** BEGIN **
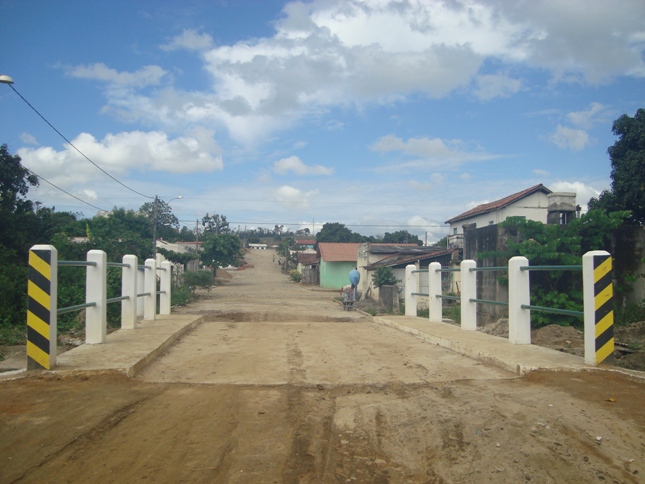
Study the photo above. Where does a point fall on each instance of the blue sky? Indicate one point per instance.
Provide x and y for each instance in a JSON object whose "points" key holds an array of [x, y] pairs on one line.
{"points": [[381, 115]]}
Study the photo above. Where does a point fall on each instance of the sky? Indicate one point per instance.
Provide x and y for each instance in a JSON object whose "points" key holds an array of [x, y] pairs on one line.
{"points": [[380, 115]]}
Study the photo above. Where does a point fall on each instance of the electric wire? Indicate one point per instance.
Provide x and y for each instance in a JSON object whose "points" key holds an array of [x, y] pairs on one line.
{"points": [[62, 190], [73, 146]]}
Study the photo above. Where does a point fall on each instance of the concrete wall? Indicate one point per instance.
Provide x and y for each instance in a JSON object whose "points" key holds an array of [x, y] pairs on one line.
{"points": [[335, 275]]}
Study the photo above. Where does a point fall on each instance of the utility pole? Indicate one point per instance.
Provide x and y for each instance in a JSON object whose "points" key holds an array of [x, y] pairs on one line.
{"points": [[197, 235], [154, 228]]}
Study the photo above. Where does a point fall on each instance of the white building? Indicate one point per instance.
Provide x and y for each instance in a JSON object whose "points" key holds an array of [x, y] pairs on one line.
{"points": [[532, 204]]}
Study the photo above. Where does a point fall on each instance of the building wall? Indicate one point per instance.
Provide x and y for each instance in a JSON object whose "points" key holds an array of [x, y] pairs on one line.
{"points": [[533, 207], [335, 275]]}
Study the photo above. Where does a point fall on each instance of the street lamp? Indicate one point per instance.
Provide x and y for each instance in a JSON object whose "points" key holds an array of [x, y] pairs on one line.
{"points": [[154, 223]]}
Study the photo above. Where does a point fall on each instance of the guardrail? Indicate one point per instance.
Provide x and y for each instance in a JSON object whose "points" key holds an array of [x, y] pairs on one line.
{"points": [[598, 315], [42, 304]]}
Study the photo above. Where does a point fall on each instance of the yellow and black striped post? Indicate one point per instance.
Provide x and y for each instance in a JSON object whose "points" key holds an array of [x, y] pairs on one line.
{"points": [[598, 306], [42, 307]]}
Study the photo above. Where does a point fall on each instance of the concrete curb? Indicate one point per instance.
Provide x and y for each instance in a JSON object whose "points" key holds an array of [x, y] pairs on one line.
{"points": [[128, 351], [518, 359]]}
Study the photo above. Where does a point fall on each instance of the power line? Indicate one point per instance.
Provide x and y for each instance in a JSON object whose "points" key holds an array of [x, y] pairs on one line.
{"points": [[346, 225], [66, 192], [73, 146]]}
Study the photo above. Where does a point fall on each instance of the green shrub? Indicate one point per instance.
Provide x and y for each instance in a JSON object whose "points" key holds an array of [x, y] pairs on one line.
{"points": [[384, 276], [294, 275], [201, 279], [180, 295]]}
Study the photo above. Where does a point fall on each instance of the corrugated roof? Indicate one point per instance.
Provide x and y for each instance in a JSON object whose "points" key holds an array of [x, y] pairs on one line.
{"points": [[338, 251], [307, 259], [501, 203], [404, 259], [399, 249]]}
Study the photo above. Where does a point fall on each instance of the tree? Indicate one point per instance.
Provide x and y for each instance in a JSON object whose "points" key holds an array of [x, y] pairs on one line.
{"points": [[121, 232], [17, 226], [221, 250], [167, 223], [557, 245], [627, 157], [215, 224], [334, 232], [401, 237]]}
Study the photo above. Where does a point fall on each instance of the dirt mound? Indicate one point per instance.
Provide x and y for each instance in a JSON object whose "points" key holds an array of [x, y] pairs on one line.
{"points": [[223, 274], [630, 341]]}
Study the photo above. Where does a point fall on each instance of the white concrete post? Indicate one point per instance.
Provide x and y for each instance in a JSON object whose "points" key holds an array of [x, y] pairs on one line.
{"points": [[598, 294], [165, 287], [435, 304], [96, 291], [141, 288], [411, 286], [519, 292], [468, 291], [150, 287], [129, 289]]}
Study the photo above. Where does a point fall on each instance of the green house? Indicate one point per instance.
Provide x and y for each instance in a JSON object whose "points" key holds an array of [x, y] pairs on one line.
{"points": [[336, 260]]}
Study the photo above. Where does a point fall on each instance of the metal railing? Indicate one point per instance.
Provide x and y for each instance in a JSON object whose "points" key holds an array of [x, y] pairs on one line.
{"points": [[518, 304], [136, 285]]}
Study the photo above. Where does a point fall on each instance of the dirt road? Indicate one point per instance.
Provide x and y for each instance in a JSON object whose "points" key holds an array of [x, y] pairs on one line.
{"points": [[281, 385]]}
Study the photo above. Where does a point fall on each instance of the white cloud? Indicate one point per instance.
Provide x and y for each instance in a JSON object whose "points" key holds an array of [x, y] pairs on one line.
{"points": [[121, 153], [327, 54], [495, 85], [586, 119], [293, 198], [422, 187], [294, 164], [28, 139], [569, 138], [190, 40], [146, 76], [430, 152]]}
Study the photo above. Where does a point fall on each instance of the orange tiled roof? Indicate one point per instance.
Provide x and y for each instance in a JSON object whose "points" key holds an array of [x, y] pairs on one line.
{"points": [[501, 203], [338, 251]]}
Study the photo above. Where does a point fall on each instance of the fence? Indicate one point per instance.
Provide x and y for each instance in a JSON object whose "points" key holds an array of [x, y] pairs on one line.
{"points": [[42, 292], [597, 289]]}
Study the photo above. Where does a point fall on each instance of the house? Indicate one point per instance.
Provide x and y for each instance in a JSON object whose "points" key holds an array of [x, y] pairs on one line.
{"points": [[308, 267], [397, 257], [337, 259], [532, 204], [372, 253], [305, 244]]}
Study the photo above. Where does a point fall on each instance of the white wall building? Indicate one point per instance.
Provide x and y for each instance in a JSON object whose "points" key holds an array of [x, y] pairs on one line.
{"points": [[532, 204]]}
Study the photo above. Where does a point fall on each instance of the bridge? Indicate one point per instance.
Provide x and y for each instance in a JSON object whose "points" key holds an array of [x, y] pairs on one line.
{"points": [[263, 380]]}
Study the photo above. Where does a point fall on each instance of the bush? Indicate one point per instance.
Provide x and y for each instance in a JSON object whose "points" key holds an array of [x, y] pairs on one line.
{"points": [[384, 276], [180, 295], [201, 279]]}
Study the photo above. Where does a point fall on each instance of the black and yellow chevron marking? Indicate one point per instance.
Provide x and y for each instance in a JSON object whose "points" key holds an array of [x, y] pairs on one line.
** END **
EXERCISE — Copy out the items starting with the line that contains "bush? Indicate one point per instance." and going on through the last line of the items, keeping every line in place. Shift each coordinate in the answers by -80.

EXERCISE SOLUTION —
Study the photo above. Where does a point fall on each instance of the bush? Indicate one point per instance.
Provide x and y for each instance in a JSON object whose "points" key holds an array of [x, y] pairs on one line.
{"points": [[304, 196], [100, 215], [121, 199]]}
Study the photo above. Where does a point fall on each instance of the black and yellow chevron marking? Indicate one point per instance.
Provide x and y for each instance in a JSON object whose "points" key holds an array of [x, y] pairs on one line.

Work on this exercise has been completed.